Given data -
——

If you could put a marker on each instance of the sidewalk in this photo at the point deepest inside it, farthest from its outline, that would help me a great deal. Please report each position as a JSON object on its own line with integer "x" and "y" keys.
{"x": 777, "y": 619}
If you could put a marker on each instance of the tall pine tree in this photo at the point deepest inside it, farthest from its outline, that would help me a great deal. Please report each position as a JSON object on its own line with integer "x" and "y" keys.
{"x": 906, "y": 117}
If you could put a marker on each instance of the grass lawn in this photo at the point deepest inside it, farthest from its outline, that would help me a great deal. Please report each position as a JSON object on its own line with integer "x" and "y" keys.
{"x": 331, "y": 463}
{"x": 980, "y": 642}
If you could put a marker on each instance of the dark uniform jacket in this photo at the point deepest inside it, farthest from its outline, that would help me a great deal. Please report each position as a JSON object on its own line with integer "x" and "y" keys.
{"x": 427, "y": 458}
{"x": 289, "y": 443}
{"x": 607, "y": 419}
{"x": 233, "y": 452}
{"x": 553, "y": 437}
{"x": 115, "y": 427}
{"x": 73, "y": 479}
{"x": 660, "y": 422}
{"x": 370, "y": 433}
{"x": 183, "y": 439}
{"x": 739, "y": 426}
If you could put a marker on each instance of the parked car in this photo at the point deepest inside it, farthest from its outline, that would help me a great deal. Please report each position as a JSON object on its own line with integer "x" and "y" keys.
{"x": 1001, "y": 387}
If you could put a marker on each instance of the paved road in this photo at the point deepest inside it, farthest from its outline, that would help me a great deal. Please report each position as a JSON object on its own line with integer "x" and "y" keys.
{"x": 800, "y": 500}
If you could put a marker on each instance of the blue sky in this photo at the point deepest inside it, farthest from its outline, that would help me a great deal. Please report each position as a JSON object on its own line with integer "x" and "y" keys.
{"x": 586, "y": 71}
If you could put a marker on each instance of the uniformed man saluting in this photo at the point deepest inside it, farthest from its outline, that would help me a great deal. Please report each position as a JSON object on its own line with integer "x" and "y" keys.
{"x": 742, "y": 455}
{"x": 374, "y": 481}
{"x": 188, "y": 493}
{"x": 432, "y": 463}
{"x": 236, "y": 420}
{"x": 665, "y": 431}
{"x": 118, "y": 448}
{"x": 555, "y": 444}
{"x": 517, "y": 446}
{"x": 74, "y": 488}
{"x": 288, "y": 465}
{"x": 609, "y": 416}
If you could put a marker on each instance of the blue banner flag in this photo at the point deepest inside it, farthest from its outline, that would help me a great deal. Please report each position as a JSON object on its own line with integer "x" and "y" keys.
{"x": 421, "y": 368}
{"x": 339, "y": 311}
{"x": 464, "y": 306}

——

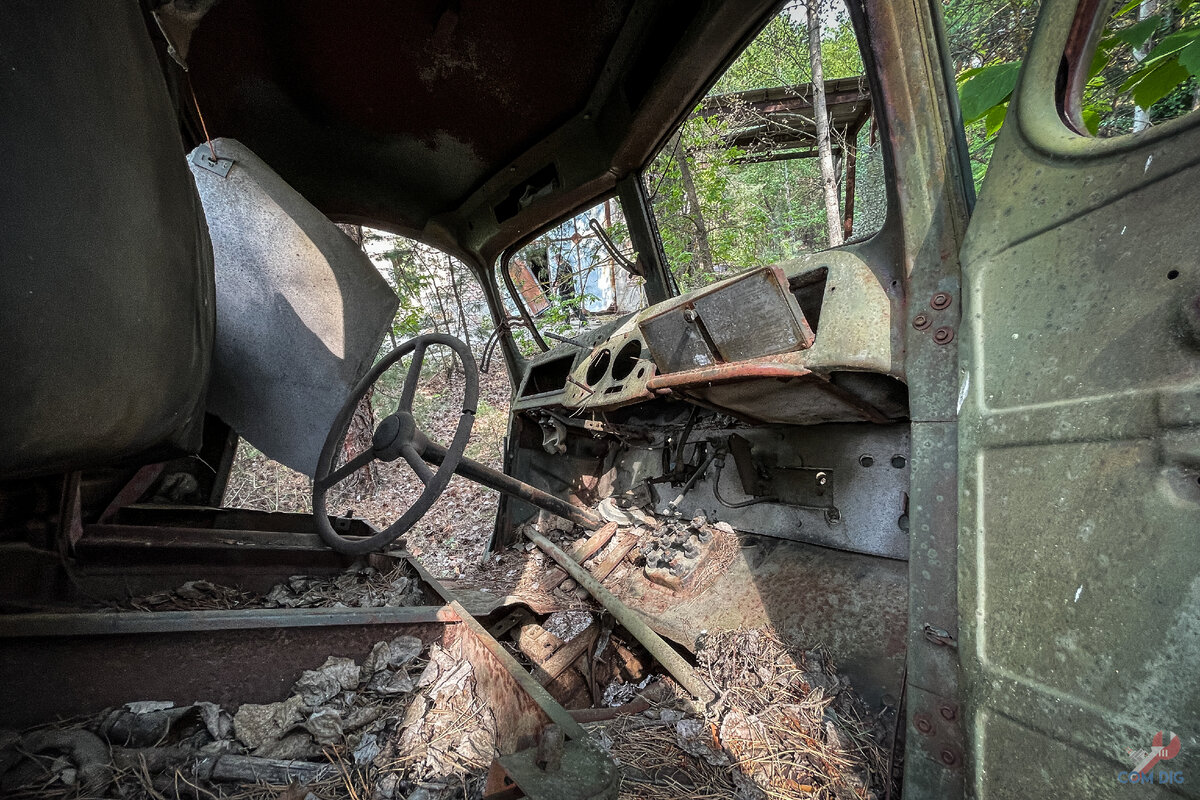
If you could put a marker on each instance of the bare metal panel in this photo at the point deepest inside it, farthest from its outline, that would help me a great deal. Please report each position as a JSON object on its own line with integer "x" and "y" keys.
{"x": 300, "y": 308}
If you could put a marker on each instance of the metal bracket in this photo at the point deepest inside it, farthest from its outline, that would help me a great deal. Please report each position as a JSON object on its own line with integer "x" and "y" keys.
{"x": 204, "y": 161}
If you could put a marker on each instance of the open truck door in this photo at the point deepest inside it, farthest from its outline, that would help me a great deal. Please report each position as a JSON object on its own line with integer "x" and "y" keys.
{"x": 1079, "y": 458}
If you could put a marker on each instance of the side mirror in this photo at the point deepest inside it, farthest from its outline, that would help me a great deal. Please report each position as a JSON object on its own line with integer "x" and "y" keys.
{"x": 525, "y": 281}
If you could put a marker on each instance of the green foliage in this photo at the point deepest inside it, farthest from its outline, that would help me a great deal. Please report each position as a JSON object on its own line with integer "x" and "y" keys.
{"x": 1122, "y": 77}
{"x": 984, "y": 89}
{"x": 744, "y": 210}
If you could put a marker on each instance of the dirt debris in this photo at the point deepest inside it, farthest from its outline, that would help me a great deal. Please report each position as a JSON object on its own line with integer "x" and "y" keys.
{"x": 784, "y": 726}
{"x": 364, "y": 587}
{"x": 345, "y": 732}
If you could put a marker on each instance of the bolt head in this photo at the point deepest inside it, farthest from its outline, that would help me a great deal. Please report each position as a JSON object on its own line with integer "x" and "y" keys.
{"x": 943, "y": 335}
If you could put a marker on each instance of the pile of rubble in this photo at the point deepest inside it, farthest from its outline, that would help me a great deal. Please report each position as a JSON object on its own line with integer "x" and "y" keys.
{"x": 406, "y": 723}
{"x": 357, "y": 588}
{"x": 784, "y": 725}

——

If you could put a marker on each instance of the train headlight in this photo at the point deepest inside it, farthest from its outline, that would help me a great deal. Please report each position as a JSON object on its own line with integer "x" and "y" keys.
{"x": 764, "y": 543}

——

Aim of the task -
Select every line of the items above that contains the word "truck". Matching is case-sensitive.

Solution to this task -
If you could put a marker on each instance of the open truck door in this photo at the point deepest inside it, farthest from its outline, that would help me a great deal. Please report each position as a JSON object on its own line with integer "x" and "y" keys.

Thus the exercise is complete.